### [WRITTEN REQUEST]
Retype exactly the stretch of lines that begins at the line containing "of the woman" and ends at the last line of the data, with no other lines.

[START OF STORED RECORDS]

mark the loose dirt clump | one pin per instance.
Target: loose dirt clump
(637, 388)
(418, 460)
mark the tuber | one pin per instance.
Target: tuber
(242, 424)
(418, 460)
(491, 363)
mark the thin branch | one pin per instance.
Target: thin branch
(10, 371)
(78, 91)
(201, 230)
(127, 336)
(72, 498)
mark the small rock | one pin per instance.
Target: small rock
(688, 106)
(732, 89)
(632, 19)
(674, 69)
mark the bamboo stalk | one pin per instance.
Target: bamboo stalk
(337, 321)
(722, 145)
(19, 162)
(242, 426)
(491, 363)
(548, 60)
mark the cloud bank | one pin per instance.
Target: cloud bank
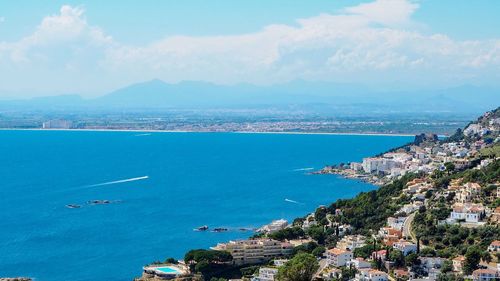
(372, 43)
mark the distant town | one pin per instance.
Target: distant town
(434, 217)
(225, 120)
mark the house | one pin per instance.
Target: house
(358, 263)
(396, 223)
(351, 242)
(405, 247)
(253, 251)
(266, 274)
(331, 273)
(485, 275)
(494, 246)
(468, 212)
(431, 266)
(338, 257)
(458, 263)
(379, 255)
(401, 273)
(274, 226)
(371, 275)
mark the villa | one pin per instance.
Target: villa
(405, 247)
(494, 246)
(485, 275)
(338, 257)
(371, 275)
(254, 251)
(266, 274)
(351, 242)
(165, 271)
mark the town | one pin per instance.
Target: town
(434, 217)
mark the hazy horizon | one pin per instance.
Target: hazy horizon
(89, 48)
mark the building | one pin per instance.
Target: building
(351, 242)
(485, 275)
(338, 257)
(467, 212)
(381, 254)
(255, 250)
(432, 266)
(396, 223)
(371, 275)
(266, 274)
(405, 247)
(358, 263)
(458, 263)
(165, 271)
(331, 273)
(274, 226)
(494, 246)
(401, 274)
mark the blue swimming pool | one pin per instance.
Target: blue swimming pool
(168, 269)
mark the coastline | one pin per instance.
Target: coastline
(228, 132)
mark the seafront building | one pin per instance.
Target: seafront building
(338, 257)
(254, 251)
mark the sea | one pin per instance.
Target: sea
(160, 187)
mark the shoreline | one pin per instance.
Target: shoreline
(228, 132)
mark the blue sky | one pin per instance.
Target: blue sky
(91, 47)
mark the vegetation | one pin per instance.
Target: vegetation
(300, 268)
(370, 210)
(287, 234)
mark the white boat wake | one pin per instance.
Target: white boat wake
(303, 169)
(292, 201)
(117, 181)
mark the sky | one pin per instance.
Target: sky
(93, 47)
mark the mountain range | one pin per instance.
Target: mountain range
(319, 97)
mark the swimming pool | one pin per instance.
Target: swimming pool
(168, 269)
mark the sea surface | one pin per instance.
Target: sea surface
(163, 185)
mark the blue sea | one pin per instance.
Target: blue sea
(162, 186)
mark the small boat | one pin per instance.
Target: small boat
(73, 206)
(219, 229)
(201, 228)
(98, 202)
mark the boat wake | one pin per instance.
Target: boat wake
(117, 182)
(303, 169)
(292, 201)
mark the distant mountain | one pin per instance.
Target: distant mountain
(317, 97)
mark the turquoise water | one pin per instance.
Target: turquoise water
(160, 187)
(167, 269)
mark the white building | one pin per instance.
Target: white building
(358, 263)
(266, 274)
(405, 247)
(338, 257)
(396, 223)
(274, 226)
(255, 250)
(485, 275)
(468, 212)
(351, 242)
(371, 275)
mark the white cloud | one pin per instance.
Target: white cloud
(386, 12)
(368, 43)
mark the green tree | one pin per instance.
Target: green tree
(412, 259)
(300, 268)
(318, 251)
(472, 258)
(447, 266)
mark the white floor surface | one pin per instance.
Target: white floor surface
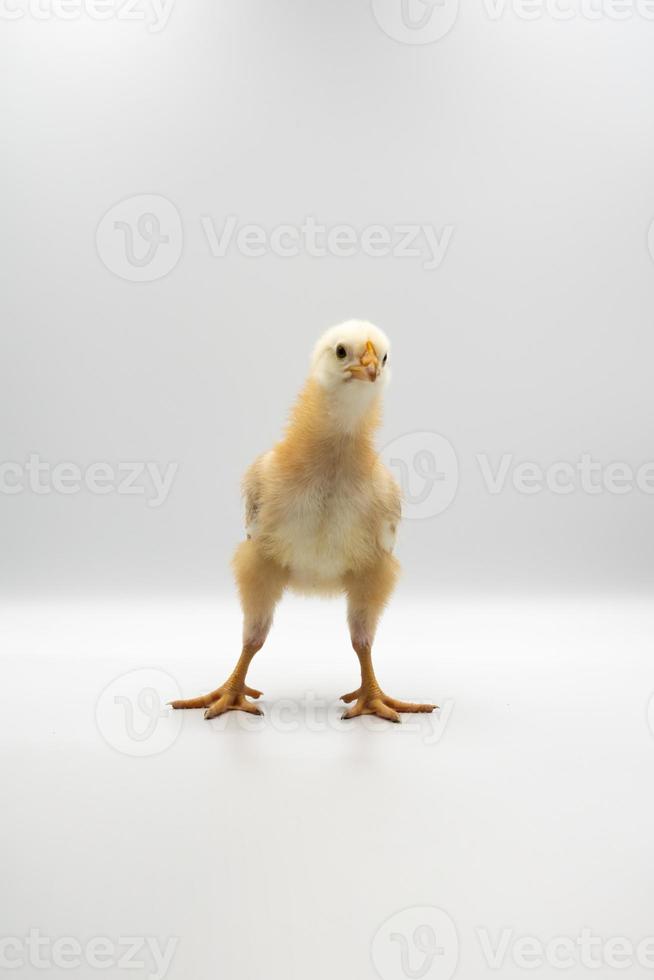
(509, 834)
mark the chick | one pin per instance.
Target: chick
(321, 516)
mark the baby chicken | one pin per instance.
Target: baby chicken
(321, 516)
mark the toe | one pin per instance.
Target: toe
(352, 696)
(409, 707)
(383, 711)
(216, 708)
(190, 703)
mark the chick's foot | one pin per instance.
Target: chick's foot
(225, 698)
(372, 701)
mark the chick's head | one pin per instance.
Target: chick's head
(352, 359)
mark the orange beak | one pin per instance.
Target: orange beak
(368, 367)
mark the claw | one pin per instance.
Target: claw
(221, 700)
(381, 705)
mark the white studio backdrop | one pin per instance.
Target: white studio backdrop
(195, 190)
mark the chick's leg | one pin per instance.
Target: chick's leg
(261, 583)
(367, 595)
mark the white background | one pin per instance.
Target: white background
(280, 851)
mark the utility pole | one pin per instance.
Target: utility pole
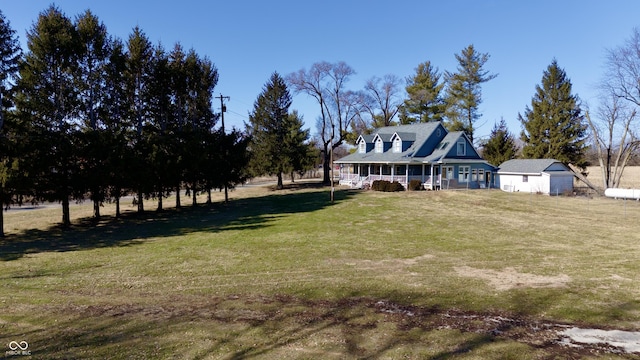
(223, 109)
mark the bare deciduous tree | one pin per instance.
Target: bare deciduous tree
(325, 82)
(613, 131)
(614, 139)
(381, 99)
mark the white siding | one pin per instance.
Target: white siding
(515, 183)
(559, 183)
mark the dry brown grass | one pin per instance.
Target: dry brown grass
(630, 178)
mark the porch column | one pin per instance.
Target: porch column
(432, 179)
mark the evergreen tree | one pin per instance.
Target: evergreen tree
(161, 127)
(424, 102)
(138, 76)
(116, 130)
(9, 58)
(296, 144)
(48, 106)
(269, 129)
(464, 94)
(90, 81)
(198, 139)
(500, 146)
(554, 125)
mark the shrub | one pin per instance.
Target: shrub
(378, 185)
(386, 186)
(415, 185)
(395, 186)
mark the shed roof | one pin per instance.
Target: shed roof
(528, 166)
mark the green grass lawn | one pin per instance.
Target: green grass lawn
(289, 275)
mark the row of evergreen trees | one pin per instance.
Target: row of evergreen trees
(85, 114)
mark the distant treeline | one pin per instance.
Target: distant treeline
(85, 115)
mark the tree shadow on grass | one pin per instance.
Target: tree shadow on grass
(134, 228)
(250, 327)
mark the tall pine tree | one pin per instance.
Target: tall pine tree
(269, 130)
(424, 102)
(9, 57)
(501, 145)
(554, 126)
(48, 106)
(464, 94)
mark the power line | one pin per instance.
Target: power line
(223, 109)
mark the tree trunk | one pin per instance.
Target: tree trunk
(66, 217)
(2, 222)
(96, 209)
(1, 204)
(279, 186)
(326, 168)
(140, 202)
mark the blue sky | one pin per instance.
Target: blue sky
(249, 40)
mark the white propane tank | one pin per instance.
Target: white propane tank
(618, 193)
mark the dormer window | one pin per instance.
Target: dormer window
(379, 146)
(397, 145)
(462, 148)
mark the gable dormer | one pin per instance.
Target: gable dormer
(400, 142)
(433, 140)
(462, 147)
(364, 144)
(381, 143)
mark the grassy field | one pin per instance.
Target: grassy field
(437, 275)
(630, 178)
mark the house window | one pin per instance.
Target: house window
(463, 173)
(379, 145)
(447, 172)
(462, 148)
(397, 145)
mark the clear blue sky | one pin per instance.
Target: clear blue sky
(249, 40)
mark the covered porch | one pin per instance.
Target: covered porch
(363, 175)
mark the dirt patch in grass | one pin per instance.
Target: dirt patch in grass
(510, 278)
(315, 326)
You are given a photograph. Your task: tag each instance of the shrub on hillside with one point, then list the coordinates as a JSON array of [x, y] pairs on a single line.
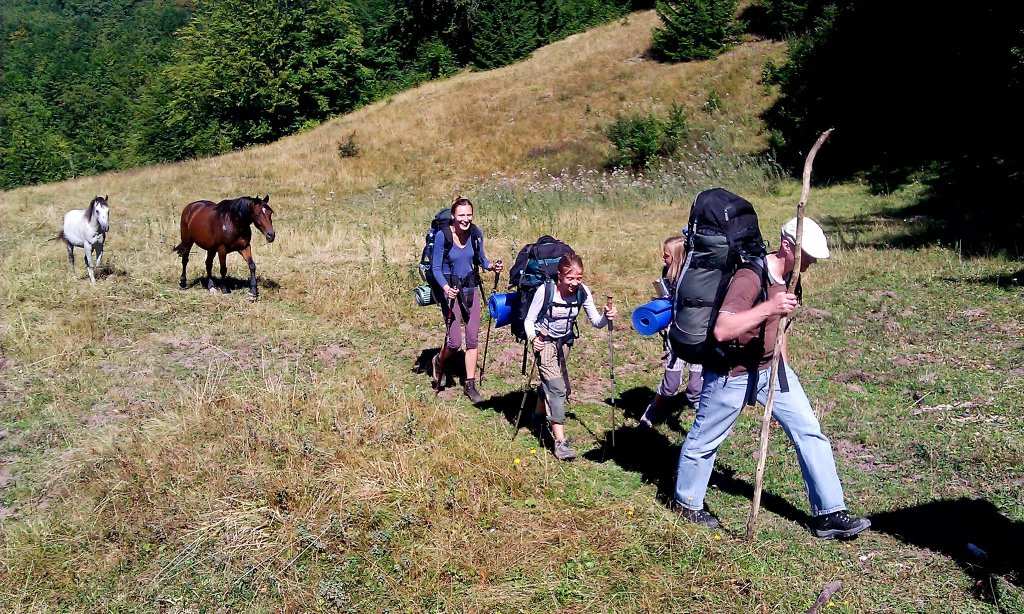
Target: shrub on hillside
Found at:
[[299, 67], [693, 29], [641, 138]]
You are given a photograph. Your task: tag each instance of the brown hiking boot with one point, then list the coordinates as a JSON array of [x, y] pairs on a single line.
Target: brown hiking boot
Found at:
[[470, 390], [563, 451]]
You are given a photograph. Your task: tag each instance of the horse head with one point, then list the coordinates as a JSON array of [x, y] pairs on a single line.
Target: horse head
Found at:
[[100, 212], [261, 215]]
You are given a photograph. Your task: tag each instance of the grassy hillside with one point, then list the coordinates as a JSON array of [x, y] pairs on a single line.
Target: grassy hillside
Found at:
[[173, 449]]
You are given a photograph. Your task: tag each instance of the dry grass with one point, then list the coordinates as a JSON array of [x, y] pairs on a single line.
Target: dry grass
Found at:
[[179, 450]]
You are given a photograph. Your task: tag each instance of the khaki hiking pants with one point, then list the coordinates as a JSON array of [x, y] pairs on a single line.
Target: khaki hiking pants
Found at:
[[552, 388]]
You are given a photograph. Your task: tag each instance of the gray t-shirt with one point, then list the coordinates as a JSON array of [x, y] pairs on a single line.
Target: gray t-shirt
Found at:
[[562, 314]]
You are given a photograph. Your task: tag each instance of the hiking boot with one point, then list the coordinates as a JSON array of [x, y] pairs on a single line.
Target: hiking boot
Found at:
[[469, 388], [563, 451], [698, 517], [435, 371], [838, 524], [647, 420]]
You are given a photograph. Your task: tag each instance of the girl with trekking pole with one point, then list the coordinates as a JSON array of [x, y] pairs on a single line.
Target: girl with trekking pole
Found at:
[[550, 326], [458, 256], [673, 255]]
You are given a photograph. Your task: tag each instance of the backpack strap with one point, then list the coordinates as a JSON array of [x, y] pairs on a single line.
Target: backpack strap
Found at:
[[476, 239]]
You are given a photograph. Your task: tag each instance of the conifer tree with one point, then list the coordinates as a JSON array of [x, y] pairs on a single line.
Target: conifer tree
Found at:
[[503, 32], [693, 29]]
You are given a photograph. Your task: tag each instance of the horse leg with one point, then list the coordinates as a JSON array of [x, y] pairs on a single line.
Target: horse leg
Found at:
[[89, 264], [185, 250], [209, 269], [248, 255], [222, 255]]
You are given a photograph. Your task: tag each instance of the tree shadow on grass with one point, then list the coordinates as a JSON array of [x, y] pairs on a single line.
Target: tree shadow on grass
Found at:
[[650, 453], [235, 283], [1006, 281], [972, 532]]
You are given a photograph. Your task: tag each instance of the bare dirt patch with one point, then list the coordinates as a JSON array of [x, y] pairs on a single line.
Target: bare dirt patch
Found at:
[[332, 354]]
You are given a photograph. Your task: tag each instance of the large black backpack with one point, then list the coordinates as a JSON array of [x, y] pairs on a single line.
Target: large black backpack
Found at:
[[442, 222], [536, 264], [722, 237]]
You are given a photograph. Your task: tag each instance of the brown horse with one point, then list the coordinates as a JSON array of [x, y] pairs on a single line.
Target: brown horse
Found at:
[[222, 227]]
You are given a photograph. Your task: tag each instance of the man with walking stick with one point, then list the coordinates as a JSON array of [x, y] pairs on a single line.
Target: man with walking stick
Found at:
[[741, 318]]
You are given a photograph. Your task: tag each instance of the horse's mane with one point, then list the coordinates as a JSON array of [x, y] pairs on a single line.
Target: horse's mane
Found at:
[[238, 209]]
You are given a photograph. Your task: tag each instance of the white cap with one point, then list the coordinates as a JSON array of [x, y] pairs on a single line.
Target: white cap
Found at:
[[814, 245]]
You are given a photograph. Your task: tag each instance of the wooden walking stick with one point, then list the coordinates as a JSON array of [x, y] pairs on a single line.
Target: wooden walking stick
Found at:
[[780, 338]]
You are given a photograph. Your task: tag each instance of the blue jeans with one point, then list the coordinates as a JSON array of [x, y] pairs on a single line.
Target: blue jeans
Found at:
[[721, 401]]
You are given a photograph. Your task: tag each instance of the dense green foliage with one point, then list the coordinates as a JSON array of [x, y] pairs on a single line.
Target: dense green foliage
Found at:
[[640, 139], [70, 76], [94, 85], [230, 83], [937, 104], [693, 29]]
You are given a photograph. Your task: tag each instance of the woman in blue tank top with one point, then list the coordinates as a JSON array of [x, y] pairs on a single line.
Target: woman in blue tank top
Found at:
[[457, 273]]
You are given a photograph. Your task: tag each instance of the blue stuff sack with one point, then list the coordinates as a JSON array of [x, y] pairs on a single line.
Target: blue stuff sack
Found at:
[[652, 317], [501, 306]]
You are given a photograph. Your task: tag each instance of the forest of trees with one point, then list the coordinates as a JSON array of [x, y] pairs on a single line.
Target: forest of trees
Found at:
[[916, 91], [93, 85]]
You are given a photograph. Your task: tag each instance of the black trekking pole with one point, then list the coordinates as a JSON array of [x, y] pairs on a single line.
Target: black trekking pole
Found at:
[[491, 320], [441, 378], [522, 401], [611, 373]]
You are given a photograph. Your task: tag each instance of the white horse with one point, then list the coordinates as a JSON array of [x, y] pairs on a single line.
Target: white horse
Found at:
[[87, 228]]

[END OF STORED RECORDS]

### [WRITTEN REPLY]
You are given a photograph. Your task: tag each instance of the woman in blue tank top with one point, then list the coordinates as a JSON array of [x, y] pairs on a single line.
Target: woman in blue tank top
Found at:
[[457, 273]]
You are given a photograph. Your task: tag each instance of the blue stuff sack with one point, then list the coordinates as a JSON array of [x, y] pairs on a single line.
Target: blue stuff sack
Found at:
[[652, 317], [501, 306]]
You are given a photograph. Your task: tag each instance of the forest of trees with one point, then list the coordinates as a JSON array of [x, y] pairs on a single line.
Target: forest of trees
Found at:
[[916, 91], [93, 85]]
You are given a photograph. Your task: tag each instance of the black trekking pole with one point, then list the coordinates as a JSON array of [x, y] pairs on a single line.
Target: black trekking pole
Found at:
[[491, 320], [441, 378], [522, 401], [611, 373]]
You are given a photograph. Your task: tag each instance of the white horse with one point, then list the coordinates as a JSON array of [x, y] pairs on a single line.
Target: white horse
Found at:
[[87, 228]]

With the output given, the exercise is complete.